# Supplied passage

[Start of section]

Phase 1 corn purchases from China that we heard were “in the works” a week ago have not yet materialized. There are positive indications that they will make good on the agreement but no one knows exactly when this will happen. Continued uncertainty in ethanol production and declining livestock numbers have tanked corn prices over the past several weeks. The weekly corn inspections report was better than anticipated but was not nearly positive enough to move the market higher considering the continued plummet in crude oil prices and the cooperative planting weather the Corn Belt has seen. Soybeans prices have also been trending lower for some time now and new estimates for increased soybean acres and a cheaper supply out of South America are keeping pressure on prices. Adding stress to the all market prices are the spec funds, they were the largest sellers last week at 49,956 contracts bringing their total short position to 140,670 contracts. But there is a new development that could lend support to the market in the days ahead, President Trump has decided to require U.S. meat processing plants to remain open by declaring them critical infrastructure. This decision was made in an attempt to end the mounting disruptions to the food supply chain by ordering the consistent flow of goods from the farm to the grocery store remains steady and reliable. The weekly corn inspections report was better than anticipated but is not enough to move the market higher considering the continued plummet in crude oil prices and the cooperative planting weather the Corn Belt has seen.


USDA reports that corn planting is 27% complete, 7% higher than the 5 year average. Several of the largest U.S. corn production states are off to a great start:

  • Iowa 39% planted vs 20% average

  • Illinois 37% planted vs 31% average

  • Minnesota 40% complete vs 19% average

A few states are lagging behind their normal planting averages Missouri is currently the furthest behind running 21% behind normal with only 25% of the corn planted vs the average of 46%.

Monday the USDA reported 8% of the U.S. soybean crop is planted vs a 4% average. Once again, the largest production states of Iowa, Illinois, Indiana and Minnesota are receiving great planting conditions and are running ahead of the normal pace for this date.

[End of section]

# Exercise set
1: Using the corn and soybean market report, explain why the weekly corn inspections report did not lift the market even though it beat expectations.
2: Does each statement agree with the corn and soybean market report? Answer yes or no for each, quoting the words that decide it. (a) Nationally, corn planting is ahead of the five-year average. (b) Missouri has planted more of its corn than it usually has by this point. (c) Spec funds were the largest buyers last week.

[Stored data entries]
[Start of section]

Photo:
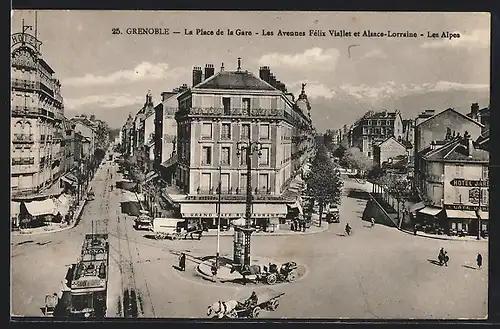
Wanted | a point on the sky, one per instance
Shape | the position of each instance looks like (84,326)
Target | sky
(109,75)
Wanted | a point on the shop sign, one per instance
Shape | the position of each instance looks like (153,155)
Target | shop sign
(460,182)
(26,39)
(465,207)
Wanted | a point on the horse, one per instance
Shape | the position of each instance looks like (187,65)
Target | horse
(220,309)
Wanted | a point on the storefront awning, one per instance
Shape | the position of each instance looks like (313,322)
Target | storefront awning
(40,208)
(15,208)
(463,214)
(151,176)
(417,207)
(430,211)
(70,179)
(209,210)
(484,214)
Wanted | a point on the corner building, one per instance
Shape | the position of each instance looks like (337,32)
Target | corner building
(217,113)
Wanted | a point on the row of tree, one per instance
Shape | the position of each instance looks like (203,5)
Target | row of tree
(324,183)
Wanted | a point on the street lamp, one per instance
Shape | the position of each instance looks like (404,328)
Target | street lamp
(250,148)
(219,191)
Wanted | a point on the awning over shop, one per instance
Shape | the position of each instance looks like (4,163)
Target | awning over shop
(484,214)
(40,208)
(209,210)
(463,214)
(151,176)
(15,208)
(416,207)
(62,204)
(430,211)
(70,179)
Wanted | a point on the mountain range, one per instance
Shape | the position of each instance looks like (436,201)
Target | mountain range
(344,105)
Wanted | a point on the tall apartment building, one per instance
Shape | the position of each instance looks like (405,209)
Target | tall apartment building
(223,109)
(375,127)
(37,112)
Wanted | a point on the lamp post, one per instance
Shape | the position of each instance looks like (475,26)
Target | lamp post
(249,147)
(219,191)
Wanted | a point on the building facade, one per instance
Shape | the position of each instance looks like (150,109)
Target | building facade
(214,116)
(37,111)
(375,127)
(455,183)
(387,151)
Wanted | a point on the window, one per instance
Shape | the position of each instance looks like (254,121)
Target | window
(263,182)
(246,104)
(226,103)
(485,173)
(264,158)
(243,156)
(243,182)
(206,131)
(245,131)
(224,182)
(226,131)
(225,156)
(206,155)
(264,131)
(206,182)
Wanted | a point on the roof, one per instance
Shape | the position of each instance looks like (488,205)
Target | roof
(455,111)
(242,80)
(456,150)
(389,138)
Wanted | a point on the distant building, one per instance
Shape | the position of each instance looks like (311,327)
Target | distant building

[End of section]

# Your responses
1: Crude oil prices kept plummeting, and the Corn Belt has had cooperative planting weather. Against those two factors, the better-than-anticipated inspections report was not positive enough to move the market higher.

2:
(a) Yes: "corn planting is 27% complete, 7% higher than the 5 year average."
(b) No: "only 25% of the corn planted vs the average of 46%."
(c) No: "they were the largest sellers last week at 49,956 contracts."